**Exercise:**
Return word for word every line from the one containing "like [132, 706]." through the one containing "[826, 1180]", including both of those lines.

**Record set:**
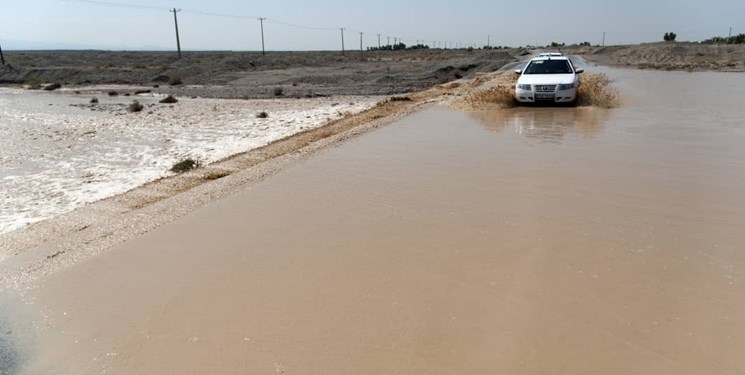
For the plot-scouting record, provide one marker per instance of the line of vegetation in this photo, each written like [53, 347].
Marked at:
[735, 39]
---
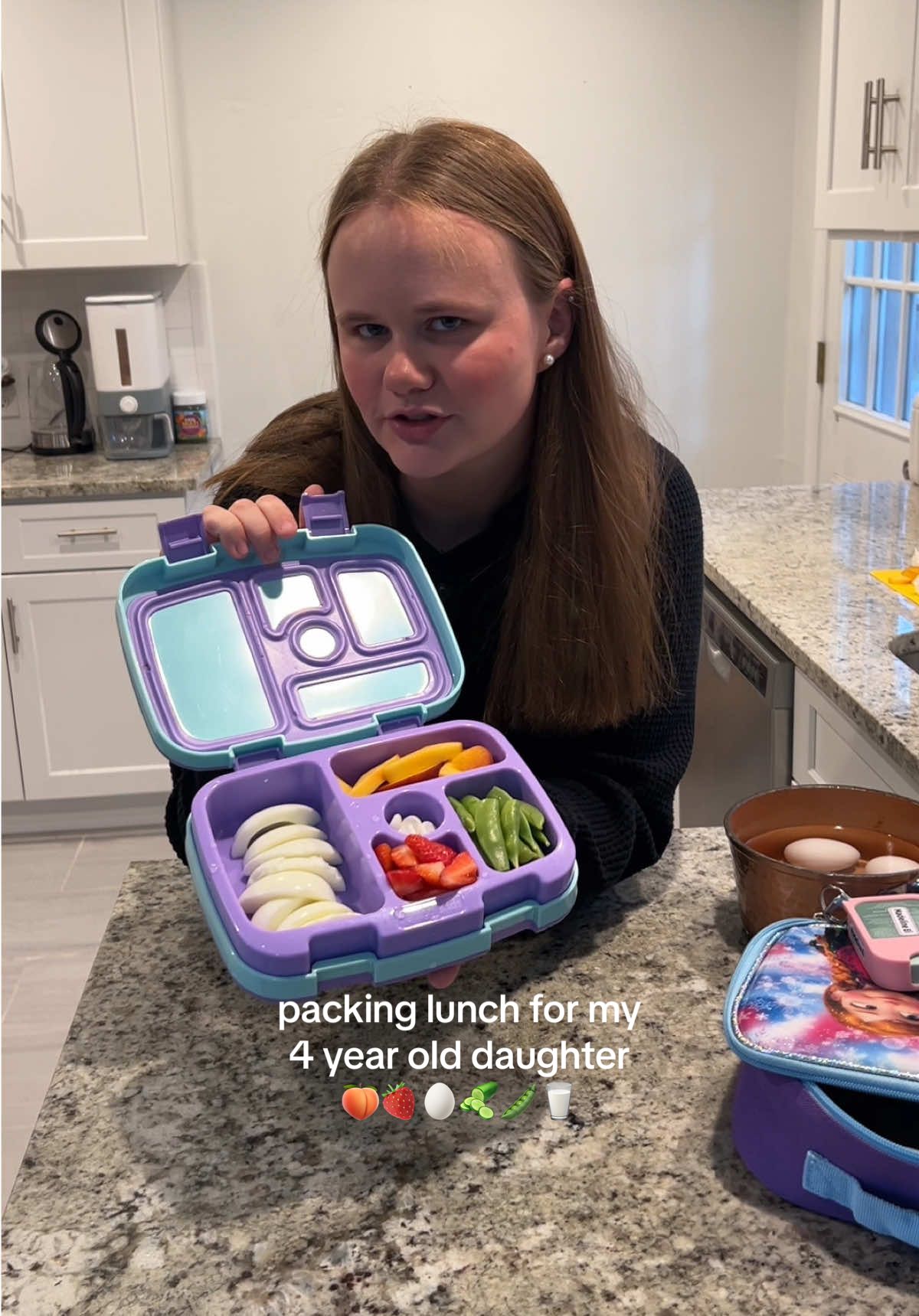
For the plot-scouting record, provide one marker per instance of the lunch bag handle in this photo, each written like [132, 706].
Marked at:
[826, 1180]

**Solution for this exercise:**
For the plot-scouting record, provide one marker per instance of the lunch bag handle in this photo, each written like [132, 706].
Marked at:
[826, 1180]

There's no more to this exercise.